[Opening Data for analysis section]
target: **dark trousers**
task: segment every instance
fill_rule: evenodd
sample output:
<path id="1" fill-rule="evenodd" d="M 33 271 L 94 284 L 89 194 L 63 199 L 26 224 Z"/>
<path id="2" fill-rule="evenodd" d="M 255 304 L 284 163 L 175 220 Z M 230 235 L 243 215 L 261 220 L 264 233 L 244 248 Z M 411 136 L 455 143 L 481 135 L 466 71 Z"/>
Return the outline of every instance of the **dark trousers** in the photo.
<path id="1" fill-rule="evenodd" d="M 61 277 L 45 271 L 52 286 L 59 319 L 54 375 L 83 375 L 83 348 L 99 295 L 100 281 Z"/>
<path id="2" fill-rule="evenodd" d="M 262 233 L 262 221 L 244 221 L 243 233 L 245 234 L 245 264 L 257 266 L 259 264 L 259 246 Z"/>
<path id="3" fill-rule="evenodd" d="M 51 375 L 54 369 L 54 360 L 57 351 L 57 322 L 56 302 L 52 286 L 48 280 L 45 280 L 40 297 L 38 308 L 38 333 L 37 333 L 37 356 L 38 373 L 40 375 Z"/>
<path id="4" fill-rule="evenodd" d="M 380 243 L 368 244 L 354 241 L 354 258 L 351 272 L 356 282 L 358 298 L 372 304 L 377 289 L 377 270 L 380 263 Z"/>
[Closing Data for analysis section]
● **Work to complete**: Line by line, retype all of the entries.

● **Task solution**:
target: **dark trousers**
task: segment every instance
fill_rule: evenodd
sample output:
<path id="1" fill-rule="evenodd" d="M 33 271 L 94 284 L 89 194 L 63 199 L 26 224 Z"/>
<path id="2" fill-rule="evenodd" d="M 255 304 L 284 163 L 175 220 Z M 230 235 L 243 215 L 261 220 L 264 233 L 244 248 Z M 411 136 L 455 143 L 481 135 L 466 71 Z"/>
Return the outline of every instance of the **dark trousers** in the photo.
<path id="1" fill-rule="evenodd" d="M 61 277 L 45 271 L 52 286 L 59 319 L 54 375 L 83 375 L 83 348 L 99 295 L 100 281 Z"/>
<path id="2" fill-rule="evenodd" d="M 262 233 L 262 221 L 244 221 L 243 233 L 245 234 L 245 264 L 257 266 L 259 264 L 259 246 Z"/>
<path id="3" fill-rule="evenodd" d="M 51 375 L 54 369 L 54 360 L 57 351 L 57 322 L 56 302 L 52 286 L 48 280 L 45 280 L 40 297 L 38 308 L 38 333 L 37 333 L 37 356 L 38 373 L 40 375 Z"/>
<path id="4" fill-rule="evenodd" d="M 380 243 L 368 244 L 354 241 L 354 258 L 351 272 L 356 282 L 358 298 L 372 304 L 377 289 L 377 270 L 380 263 Z"/>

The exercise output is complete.